Task statement: Reproduce exactly the line in which "Mark the ocean" occurs and all the lines after it, ending with the last line.

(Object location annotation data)
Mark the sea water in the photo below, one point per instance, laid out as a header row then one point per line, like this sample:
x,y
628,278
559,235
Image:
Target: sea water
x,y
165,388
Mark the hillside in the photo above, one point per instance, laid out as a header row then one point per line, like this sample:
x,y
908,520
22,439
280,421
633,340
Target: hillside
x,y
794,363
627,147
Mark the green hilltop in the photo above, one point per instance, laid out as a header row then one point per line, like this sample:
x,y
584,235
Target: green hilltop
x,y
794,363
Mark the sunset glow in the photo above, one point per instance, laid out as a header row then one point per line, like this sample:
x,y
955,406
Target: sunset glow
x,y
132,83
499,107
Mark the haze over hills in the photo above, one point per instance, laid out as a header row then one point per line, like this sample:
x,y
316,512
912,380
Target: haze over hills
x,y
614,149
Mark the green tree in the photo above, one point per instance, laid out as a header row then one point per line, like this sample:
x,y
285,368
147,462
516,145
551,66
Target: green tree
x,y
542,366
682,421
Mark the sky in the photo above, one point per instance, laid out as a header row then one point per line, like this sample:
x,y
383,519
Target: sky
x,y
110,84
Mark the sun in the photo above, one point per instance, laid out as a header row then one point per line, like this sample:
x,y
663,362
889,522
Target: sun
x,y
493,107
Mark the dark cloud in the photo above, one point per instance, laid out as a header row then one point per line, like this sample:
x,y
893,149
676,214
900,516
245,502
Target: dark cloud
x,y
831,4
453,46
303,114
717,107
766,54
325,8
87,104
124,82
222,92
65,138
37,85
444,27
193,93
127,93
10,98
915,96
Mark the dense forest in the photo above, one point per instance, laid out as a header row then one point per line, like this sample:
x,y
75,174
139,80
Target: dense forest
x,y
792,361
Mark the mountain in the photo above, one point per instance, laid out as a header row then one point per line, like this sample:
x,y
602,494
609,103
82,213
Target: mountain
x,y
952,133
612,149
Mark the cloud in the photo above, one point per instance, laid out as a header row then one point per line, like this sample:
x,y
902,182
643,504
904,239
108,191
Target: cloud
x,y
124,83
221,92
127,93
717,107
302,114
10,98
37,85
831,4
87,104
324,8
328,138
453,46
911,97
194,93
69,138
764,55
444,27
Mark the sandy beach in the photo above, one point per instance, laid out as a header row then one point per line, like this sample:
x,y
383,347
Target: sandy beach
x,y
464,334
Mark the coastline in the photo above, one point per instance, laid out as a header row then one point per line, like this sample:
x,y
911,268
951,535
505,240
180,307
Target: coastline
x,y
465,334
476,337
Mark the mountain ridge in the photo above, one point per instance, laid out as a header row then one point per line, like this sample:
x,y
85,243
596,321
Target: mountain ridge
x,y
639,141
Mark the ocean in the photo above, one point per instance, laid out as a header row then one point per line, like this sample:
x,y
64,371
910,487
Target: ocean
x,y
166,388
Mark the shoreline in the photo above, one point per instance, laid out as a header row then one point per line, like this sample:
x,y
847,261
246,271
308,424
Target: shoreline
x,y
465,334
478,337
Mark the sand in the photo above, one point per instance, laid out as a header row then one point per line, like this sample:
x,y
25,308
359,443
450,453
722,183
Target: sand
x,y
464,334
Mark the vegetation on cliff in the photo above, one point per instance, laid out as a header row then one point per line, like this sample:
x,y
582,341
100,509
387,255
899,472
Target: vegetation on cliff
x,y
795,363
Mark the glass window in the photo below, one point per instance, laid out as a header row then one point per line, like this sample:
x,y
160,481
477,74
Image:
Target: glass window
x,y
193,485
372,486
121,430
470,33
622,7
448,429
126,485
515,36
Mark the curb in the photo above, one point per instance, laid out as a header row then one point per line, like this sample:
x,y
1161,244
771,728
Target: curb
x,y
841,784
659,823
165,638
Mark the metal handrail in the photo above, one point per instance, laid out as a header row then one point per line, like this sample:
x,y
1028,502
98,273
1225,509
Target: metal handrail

Exercise result:
Mark the ocean in the photo above, one point per instance, laid out as a header row then one point per line, like this sample:
x,y
64,371
910,487
Target: ocean
x,y
166,388
Mark the shoreline in the photo above, one point per instance, laid out as a header row then one point per line, like this sample:
x,y
847,261
246,271
308,424
Target: shoreline
x,y
465,334
478,337
Mark the sand in the photo above, one point per instance, laid out as a header row then one point per line, like this sample:
x,y
25,308
359,443
450,453
722,183
Target: sand
x,y
464,334
Mark the vegetation on cliff in the photo above, one point per instance, laid out as a header row then one point per line, like this sample:
x,y
582,341
100,509
387,255
899,472
Target: vegetation on cliff
x,y
795,363
Mark the glass window in the photo below, one point per instance, laid out as a header row then one point per line, like this sample:
x,y
160,481
477,74
Image:
Target: glass window
x,y
193,485
372,486
121,430
470,33
622,7
448,429
126,485
515,36
Mark the curb in the photo above, one point per instance, laid out as a header row then one point per line, like this sample:
x,y
1161,244
771,728
Target: curb
x,y
841,784
659,823
165,638
Mark the metal handrail in the photo above, one point per instance, laid out as a header row then one point per line, like this sample:
x,y
1028,502
98,273
1225,509
Target: metal handrail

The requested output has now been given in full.